### Direction
State how many lines of the material below contain the string "gray". Give only the number.

-------

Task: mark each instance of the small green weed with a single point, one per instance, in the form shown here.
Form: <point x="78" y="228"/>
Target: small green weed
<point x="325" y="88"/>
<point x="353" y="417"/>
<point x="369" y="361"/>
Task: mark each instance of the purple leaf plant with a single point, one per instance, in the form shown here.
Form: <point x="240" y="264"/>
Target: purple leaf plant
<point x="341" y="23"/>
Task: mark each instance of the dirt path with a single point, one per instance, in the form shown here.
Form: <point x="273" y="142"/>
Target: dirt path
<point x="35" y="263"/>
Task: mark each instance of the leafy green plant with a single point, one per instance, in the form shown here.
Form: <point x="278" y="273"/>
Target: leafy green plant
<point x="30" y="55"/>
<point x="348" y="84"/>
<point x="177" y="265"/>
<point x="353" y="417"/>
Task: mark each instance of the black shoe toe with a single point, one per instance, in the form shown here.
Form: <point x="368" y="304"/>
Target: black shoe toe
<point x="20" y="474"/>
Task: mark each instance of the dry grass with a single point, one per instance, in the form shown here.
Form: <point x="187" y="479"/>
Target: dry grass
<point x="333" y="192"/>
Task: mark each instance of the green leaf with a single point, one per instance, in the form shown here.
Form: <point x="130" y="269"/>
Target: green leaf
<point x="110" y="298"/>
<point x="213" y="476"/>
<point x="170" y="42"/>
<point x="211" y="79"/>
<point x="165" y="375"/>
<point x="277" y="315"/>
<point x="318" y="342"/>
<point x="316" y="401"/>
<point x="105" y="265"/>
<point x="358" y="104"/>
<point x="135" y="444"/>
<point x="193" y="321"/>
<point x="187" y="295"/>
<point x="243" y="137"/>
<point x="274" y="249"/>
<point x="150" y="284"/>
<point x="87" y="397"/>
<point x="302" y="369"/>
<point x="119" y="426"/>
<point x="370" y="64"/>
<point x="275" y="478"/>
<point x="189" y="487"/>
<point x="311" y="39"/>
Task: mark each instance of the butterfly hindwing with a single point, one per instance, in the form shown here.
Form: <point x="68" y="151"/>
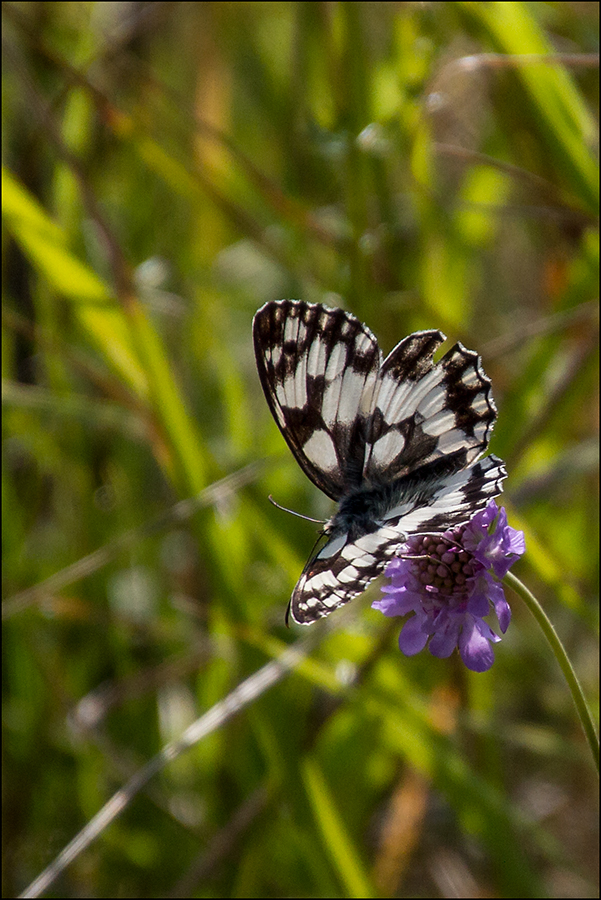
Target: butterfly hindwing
<point x="396" y="441"/>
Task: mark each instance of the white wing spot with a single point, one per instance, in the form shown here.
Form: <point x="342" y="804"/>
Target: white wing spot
<point x="320" y="449"/>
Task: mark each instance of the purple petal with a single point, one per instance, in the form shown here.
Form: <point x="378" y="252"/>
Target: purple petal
<point x="412" y="638"/>
<point x="476" y="652"/>
<point x="445" y="640"/>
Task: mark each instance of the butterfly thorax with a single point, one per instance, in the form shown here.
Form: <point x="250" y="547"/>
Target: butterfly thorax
<point x="363" y="509"/>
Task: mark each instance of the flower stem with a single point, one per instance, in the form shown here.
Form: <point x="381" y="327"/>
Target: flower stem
<point x="563" y="660"/>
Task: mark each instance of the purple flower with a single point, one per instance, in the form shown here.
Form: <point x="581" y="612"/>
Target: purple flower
<point x="450" y="581"/>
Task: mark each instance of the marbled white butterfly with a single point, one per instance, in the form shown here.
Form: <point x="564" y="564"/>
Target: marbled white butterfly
<point x="396" y="441"/>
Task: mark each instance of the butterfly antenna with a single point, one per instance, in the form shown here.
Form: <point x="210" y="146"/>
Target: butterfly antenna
<point x="293" y="513"/>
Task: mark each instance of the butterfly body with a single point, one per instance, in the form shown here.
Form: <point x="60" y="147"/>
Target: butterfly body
<point x="395" y="441"/>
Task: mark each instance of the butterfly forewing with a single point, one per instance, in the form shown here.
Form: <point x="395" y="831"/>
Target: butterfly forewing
<point x="317" y="366"/>
<point x="395" y="441"/>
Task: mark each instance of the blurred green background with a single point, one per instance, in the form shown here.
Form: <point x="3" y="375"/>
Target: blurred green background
<point x="168" y="169"/>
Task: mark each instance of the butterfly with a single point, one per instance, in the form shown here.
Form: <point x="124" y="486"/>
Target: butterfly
<point x="396" y="442"/>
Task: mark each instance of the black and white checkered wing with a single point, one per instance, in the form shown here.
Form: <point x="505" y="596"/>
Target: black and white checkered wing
<point x="319" y="370"/>
<point x="344" y="568"/>
<point x="397" y="442"/>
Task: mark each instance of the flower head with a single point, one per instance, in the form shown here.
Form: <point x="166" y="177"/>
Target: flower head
<point x="450" y="581"/>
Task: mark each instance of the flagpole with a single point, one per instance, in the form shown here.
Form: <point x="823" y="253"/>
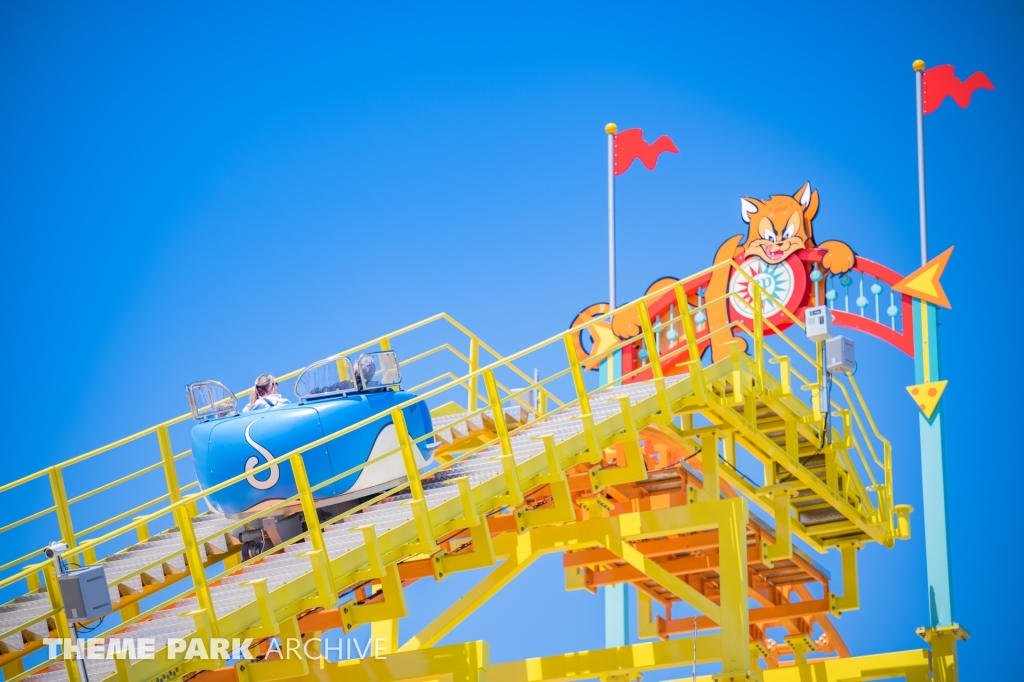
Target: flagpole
<point x="610" y="129"/>
<point x="919" y="73"/>
<point x="927" y="373"/>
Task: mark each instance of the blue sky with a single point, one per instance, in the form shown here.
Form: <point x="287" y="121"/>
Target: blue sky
<point x="193" y="190"/>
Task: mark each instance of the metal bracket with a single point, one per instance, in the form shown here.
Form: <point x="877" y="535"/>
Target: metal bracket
<point x="634" y="469"/>
<point x="482" y="554"/>
<point x="562" y="510"/>
<point x="850" y="601"/>
<point x="326" y="596"/>
<point x="782" y="549"/>
<point x="393" y="605"/>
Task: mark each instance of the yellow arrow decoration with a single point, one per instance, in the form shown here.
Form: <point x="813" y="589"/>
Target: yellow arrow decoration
<point x="924" y="283"/>
<point x="927" y="395"/>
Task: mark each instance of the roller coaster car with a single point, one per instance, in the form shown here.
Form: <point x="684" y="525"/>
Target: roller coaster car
<point x="332" y="396"/>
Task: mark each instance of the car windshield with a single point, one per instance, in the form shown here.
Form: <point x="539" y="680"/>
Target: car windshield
<point x="378" y="370"/>
<point x="211" y="399"/>
<point x="326" y="378"/>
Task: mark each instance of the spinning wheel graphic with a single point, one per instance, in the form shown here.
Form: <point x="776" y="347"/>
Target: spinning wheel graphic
<point x="783" y="282"/>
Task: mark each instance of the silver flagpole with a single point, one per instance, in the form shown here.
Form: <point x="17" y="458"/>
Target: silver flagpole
<point x="611" y="129"/>
<point x="919" y="72"/>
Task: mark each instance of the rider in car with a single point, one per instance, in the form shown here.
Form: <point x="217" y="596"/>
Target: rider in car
<point x="365" y="372"/>
<point x="265" y="394"/>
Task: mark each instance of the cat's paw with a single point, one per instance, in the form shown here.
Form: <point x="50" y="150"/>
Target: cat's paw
<point x="839" y="257"/>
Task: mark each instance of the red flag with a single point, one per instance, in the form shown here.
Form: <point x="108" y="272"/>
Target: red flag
<point x="940" y="81"/>
<point x="630" y="145"/>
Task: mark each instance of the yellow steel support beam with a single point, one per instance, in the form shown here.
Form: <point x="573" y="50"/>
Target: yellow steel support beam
<point x="502" y="430"/>
<point x="561" y="509"/>
<point x="850" y="601"/>
<point x="630" y="440"/>
<point x="645" y="656"/>
<point x="392" y="606"/>
<point x="943" y="641"/>
<point x="519" y="555"/>
<point x="482" y="554"/>
<point x="458" y="663"/>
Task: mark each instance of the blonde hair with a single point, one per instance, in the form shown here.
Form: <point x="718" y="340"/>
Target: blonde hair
<point x="260" y="387"/>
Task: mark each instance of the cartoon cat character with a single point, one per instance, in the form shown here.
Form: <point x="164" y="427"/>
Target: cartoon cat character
<point x="778" y="227"/>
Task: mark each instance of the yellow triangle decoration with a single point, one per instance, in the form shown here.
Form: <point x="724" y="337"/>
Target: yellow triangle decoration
<point x="924" y="283"/>
<point x="927" y="395"/>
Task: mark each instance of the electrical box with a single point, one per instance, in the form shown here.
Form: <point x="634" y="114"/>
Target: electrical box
<point x="85" y="594"/>
<point x="818" y="323"/>
<point x="839" y="354"/>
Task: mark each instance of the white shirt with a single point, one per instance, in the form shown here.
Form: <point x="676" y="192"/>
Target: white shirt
<point x="266" y="401"/>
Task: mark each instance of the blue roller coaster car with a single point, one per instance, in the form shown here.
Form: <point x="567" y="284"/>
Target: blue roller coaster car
<point x="331" y="396"/>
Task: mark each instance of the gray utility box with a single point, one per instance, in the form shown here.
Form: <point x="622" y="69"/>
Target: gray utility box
<point x="818" y="323"/>
<point x="85" y="595"/>
<point x="839" y="354"/>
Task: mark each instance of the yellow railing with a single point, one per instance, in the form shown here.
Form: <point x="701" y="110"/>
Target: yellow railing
<point x="61" y="503"/>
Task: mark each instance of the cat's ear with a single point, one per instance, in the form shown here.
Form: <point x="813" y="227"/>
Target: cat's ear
<point x="809" y="200"/>
<point x="804" y="195"/>
<point x="812" y="207"/>
<point x="747" y="208"/>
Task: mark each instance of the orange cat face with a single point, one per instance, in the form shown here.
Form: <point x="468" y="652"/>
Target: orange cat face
<point x="779" y="225"/>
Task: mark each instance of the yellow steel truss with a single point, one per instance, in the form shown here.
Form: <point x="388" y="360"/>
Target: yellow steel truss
<point x="584" y="492"/>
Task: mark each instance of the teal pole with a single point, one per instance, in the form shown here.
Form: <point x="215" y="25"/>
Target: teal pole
<point x="616" y="603"/>
<point x="616" y="615"/>
<point x="933" y="473"/>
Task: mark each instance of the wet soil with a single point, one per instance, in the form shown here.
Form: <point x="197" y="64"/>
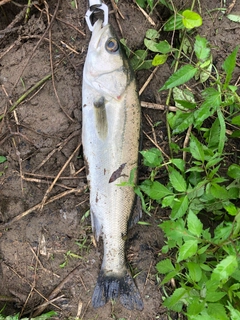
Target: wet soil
<point x="47" y="251"/>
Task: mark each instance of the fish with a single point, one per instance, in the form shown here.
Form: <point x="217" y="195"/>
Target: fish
<point x="111" y="121"/>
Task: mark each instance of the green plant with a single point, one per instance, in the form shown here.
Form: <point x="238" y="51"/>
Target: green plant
<point x="202" y="251"/>
<point x="44" y="316"/>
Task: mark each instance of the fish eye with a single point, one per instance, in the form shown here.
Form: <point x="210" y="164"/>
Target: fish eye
<point x="112" y="45"/>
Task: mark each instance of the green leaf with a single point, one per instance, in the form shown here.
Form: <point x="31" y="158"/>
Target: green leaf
<point x="154" y="190"/>
<point x="179" y="163"/>
<point x="236" y="120"/>
<point x="163" y="47"/>
<point x="165" y="266"/>
<point x="180" y="207"/>
<point x="174" y="301"/>
<point x="218" y="191"/>
<point x="152" y="158"/>
<point x="181" y="76"/>
<point x="222" y="135"/>
<point x="195" y="226"/>
<point x="235" y="314"/>
<point x="3" y="159"/>
<point x="234" y="17"/>
<point x="195" y="271"/>
<point x="177" y="180"/>
<point x="234" y="171"/>
<point x="201" y="48"/>
<point x="159" y="59"/>
<point x="152" y="34"/>
<point x="151" y="45"/>
<point x="196" y="149"/>
<point x="229" y="66"/>
<point x="225" y="268"/>
<point x="217" y="311"/>
<point x="214" y="296"/>
<point x="174" y="23"/>
<point x="191" y="19"/>
<point x="187" y="250"/>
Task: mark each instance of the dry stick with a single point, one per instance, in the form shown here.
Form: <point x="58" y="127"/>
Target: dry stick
<point x="156" y="106"/>
<point x="24" y="96"/>
<point x="58" y="175"/>
<point x="38" y="43"/>
<point x="40" y="263"/>
<point x="65" y="22"/>
<point x="33" y="286"/>
<point x="146" y="15"/>
<point x="56" y="291"/>
<point x="39" y="205"/>
<point x="148" y="80"/>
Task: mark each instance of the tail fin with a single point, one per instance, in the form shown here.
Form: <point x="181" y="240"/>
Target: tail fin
<point x="111" y="287"/>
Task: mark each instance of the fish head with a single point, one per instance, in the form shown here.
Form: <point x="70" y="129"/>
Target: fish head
<point x="106" y="67"/>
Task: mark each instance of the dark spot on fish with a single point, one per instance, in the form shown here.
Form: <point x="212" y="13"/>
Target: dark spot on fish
<point x="117" y="173"/>
<point x="101" y="117"/>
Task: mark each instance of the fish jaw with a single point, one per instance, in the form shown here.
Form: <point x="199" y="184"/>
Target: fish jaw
<point x="110" y="136"/>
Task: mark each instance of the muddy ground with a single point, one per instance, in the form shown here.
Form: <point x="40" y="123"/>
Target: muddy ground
<point x="47" y="251"/>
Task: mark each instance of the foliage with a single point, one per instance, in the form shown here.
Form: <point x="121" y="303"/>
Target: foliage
<point x="202" y="250"/>
<point x="160" y="50"/>
<point x="44" y="316"/>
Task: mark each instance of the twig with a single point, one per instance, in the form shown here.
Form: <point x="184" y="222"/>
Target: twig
<point x="38" y="43"/>
<point x="150" y="20"/>
<point x="58" y="175"/>
<point x="39" y="205"/>
<point x="26" y="94"/>
<point x="157" y="106"/>
<point x="186" y="140"/>
<point x="25" y="280"/>
<point x="148" y="80"/>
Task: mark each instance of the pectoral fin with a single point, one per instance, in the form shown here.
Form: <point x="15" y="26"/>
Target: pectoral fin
<point x="101" y="118"/>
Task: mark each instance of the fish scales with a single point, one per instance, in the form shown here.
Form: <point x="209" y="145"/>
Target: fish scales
<point x="110" y="135"/>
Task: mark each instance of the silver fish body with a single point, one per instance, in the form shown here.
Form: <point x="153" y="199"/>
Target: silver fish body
<point x="110" y="136"/>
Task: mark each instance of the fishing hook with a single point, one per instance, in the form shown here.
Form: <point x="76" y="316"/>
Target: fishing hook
<point x="96" y="6"/>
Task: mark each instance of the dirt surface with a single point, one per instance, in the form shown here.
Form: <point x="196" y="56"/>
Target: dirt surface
<point x="47" y="251"/>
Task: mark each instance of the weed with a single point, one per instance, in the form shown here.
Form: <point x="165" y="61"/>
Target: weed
<point x="203" y="186"/>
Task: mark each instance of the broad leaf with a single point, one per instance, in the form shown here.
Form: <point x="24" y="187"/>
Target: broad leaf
<point x="174" y="301"/>
<point x="181" y="76"/>
<point x="180" y="207"/>
<point x="187" y="250"/>
<point x="225" y="269"/>
<point x="165" y="266"/>
<point x="195" y="226"/>
<point x="191" y="19"/>
<point x="201" y="48"/>
<point x="159" y="59"/>
<point x="177" y="180"/>
<point x="154" y="190"/>
<point x="229" y="66"/>
<point x="196" y="149"/>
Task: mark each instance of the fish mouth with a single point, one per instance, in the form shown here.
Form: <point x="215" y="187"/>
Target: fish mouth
<point x="98" y="31"/>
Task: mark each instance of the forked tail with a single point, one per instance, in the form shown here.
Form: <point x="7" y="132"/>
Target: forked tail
<point x="110" y="287"/>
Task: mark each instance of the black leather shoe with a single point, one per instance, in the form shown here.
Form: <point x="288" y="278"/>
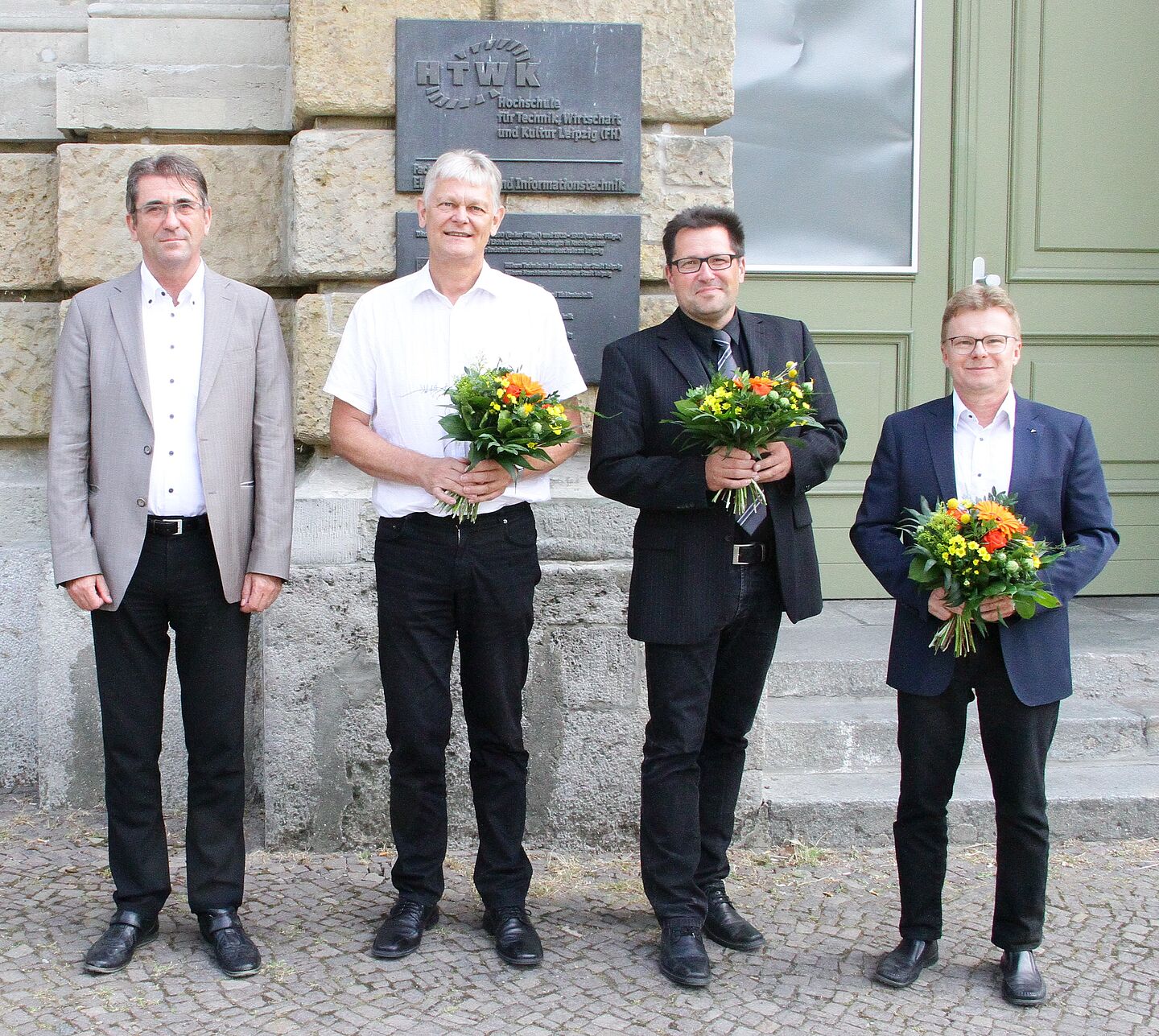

-------

### Exercise solution
2